• **Given text**:
On Fidel’s 95th birthday, in a 2021 full of challenges

In the country’s every heartbeat
On Fidel’s 95th birthday, in a 2021 full of challenges, a pandemic and a criminal blockade, the Comandante en jefe returns “on battle footing,” in this great struggle for life

Author: Elson Concepción Pérez | internet@granma.cu
august 13, 2021 10:08:20


Photo: Granma Archives
Fidel is always present, with his example, with his ideas and actions, in the country’s every heartbeat. In times of adversity and of times of victory.

Now, on his 95th birthday, in a 2021 full of challenges, a pandemic and a criminal blockade, the Comandante en jefe returns “on battle footing,” in this great struggle for life, guiding the generation of continuity, correcting the course of the work we are constructing.

From the sacred boulder, where his physical remains rest, he accompanies his brothers and sisters in combat, in the Sierra and on the plains, and his younger followers, who apply his teachings, offering, first and foremost, his example of always being close to the people, listening to them, convoking them, sharing the truth, building confidence in victory.

The Comandante of ideas and action is the Fidel Cubans know, recognized and respected around the world.

• **Your instructions**: Say whether each statement agrees with the text on Fidel's 95th birthday. Answer yes or no, and quote the deciding words of the text exactly. 1. Fidel's physical remains rest at a sacred boulder. 2. Fidel is said to be present only in times of victory. 3. The Comandante en jefe is described as guiding the generation of continuity.

• **Input data**:
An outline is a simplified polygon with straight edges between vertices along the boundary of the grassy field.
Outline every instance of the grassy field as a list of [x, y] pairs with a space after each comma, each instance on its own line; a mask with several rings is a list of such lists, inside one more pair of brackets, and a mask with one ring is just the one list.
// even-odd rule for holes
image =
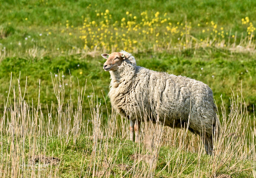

• **Solved exercise**:
1. Yes: "From the sacred boulder, where his physical remains rest"
2. No: "In times of adversity and of times of victory."
3. Yes: "guiding the generation of continuity"